WHAT NEEDS TO BE DONE: Update the records starting at the line containing "of the cart" and ending at the end of the records. Give those lines again with "Quickstart" changed to "Usage" and everything else left the same.

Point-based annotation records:
— BEGIN —
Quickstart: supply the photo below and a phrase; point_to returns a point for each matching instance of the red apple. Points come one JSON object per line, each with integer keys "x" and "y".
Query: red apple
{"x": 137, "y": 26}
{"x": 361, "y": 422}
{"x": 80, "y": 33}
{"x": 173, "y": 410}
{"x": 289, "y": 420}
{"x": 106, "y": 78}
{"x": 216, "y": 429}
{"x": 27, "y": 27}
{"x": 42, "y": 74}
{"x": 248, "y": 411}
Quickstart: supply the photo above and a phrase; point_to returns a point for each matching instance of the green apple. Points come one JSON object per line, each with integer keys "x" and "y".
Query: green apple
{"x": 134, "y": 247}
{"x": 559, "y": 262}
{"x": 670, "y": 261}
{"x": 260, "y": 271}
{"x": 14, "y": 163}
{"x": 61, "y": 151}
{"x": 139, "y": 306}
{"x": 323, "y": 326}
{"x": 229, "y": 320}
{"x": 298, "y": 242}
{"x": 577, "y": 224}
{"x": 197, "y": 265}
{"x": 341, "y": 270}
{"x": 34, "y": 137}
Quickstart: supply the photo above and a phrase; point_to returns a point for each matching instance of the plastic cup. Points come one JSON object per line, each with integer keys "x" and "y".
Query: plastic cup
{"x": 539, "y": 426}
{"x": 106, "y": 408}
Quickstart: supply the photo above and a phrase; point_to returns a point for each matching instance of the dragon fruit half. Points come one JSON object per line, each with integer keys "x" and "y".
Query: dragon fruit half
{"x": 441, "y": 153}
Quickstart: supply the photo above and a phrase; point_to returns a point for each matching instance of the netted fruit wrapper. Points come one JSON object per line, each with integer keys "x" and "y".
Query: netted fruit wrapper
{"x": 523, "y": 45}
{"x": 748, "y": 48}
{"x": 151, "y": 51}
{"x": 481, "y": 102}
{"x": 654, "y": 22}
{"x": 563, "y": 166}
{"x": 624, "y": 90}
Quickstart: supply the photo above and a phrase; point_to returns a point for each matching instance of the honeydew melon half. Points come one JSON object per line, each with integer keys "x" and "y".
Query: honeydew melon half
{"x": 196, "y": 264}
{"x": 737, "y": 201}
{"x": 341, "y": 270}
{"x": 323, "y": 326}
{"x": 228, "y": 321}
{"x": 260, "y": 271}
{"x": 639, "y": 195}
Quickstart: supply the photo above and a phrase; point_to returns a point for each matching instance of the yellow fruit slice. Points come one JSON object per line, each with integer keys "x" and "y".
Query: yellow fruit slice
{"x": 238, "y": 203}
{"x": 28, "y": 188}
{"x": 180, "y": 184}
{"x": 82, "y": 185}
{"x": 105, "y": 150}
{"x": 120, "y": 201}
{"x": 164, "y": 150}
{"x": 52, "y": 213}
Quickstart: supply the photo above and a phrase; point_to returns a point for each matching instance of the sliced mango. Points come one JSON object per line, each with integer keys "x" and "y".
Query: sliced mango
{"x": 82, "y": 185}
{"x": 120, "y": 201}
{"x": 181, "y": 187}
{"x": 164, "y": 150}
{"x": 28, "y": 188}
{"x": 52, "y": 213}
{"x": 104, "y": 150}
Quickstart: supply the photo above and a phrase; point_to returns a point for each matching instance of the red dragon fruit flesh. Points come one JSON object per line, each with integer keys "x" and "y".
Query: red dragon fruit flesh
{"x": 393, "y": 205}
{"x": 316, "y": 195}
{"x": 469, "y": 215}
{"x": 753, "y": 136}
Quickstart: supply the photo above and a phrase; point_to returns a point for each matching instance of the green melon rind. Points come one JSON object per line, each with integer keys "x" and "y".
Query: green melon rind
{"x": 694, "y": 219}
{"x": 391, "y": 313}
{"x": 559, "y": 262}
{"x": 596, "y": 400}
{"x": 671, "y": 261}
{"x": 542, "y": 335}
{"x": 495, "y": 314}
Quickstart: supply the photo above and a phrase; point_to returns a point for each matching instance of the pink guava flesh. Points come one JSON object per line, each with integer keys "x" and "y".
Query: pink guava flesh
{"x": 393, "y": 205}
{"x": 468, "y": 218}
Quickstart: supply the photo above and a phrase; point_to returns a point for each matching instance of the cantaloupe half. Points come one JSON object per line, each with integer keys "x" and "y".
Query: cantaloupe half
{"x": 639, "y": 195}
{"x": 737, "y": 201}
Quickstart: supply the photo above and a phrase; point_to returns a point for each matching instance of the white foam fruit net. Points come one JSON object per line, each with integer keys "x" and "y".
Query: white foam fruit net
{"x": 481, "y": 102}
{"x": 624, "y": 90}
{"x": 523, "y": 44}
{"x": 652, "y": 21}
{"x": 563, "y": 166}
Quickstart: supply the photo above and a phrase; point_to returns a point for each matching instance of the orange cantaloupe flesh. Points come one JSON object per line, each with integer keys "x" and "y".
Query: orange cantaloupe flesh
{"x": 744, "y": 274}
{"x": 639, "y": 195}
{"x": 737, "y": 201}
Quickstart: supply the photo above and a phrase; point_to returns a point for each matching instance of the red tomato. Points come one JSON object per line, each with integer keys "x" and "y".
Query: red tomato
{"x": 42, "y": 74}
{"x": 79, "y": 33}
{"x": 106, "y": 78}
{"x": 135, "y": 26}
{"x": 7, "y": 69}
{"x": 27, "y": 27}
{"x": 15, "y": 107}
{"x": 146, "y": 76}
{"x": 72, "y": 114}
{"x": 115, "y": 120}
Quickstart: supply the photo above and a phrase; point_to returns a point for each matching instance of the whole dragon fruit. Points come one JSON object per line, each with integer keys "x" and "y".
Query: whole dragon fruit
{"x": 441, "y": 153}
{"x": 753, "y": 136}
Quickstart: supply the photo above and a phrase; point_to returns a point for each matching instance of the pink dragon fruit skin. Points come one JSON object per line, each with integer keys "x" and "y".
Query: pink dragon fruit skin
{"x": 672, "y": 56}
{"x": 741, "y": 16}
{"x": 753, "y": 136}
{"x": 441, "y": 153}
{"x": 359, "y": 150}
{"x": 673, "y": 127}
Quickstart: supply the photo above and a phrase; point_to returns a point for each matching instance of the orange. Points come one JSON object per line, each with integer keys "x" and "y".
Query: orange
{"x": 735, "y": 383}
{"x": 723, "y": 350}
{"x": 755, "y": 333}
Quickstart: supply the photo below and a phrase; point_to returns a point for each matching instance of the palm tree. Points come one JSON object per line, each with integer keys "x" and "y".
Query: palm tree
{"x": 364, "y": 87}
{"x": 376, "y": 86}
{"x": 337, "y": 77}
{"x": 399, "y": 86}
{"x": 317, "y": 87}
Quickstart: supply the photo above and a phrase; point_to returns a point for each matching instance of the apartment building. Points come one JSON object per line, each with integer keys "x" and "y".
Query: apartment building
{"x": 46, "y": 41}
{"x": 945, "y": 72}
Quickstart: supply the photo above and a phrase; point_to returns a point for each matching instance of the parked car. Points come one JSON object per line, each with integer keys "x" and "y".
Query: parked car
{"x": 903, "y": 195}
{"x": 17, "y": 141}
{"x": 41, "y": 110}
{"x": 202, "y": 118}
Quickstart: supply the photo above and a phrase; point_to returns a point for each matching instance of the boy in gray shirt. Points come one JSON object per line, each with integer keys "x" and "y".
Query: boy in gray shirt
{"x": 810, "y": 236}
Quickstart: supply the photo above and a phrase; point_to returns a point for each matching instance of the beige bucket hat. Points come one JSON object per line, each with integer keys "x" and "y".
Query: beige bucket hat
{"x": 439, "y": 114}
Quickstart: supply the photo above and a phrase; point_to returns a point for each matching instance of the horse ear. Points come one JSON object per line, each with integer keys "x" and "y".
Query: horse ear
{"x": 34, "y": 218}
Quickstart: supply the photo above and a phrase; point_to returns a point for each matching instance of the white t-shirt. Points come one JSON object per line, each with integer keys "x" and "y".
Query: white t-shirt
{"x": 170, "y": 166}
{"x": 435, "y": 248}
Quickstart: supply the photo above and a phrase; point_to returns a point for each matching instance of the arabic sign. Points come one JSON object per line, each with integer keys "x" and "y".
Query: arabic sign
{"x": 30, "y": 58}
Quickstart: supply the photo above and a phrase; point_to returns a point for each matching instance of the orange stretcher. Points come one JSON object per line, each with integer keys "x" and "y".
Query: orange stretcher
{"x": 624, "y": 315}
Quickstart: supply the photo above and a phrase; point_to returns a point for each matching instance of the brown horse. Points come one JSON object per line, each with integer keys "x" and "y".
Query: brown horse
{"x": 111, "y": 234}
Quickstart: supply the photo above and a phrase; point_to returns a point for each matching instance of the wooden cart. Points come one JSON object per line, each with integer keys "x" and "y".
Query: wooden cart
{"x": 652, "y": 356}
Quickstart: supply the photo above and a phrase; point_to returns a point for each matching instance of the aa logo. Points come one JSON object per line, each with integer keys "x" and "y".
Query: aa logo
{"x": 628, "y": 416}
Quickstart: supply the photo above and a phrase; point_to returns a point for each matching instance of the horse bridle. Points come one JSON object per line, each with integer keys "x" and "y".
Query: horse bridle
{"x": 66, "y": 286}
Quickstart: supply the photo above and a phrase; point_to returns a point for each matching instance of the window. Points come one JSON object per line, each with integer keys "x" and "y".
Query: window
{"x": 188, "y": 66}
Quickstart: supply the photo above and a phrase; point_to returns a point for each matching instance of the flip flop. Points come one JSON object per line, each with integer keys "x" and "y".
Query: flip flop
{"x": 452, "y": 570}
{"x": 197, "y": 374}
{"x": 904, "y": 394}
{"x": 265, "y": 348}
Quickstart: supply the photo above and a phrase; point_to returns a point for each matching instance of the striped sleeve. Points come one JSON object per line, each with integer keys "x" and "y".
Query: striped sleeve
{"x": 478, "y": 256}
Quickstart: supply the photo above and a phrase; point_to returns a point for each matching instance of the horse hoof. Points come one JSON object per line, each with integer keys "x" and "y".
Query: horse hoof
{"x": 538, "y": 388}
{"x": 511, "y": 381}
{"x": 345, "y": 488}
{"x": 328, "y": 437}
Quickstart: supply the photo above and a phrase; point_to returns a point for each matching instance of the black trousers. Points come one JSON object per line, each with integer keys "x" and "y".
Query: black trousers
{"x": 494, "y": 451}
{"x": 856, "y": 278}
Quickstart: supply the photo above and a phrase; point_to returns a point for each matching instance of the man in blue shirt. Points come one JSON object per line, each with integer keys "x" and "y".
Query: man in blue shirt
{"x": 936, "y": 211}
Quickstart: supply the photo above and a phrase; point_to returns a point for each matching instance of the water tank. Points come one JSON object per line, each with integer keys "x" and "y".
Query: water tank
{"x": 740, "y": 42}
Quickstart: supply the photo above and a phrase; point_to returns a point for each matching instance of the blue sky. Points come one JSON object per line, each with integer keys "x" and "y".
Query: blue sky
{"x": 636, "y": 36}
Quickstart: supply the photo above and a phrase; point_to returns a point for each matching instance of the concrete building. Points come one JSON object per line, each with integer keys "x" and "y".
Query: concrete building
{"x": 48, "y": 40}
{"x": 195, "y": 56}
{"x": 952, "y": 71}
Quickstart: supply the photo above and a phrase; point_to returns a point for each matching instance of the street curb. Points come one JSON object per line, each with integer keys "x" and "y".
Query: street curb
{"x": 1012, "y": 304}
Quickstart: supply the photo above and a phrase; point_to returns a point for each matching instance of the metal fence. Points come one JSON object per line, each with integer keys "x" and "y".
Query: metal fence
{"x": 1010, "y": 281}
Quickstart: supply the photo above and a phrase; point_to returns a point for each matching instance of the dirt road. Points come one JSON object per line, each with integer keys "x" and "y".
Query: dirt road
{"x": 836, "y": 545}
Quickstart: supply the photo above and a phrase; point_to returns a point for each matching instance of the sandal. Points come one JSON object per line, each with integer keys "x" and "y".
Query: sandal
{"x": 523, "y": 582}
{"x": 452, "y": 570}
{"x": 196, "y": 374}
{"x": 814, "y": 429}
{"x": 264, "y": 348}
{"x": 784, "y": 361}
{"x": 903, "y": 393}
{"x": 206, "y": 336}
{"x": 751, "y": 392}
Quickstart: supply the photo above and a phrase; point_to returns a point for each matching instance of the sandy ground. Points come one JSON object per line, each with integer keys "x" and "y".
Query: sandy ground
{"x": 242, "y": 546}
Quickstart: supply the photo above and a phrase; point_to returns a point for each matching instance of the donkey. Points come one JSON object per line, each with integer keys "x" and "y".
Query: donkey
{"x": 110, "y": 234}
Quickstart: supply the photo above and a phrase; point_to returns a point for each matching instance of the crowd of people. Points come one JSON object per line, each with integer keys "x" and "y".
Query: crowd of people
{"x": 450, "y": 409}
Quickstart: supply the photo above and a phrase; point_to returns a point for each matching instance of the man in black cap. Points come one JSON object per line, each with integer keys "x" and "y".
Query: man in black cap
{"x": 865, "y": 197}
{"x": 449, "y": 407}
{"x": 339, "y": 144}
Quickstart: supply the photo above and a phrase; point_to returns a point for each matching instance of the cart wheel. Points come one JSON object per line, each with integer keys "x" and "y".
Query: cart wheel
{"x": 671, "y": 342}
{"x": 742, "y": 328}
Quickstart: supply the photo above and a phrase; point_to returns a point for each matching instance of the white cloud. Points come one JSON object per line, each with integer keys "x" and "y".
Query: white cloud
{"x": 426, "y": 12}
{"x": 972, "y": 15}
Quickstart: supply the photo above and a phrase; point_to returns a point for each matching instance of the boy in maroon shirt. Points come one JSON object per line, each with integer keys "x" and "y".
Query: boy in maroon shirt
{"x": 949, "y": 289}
— END —
TASK SOLUTION:
Usage: supply the photo above and a phrase; point_to returns a point for each matching instance of the cart wheel. Points come one JSON object per line, each with integer keys "x" and "y".
Query: cart wheel
{"x": 671, "y": 342}
{"x": 742, "y": 328}
Usage: supply the photo above and a phrase; point_to returns a point for each matching instance of the white cloud. Points come one JSON object per line, each with integer keys "x" and "y".
Query: white cloud
{"x": 426, "y": 12}
{"x": 972, "y": 15}
Usage: supply the photo above and a phrase; point_to returns a point for each matching instance of the boy in maroon shirt. Points come one JSON object per line, each with integer keys "x" and "y".
Query: boy in maroon shirt
{"x": 949, "y": 289}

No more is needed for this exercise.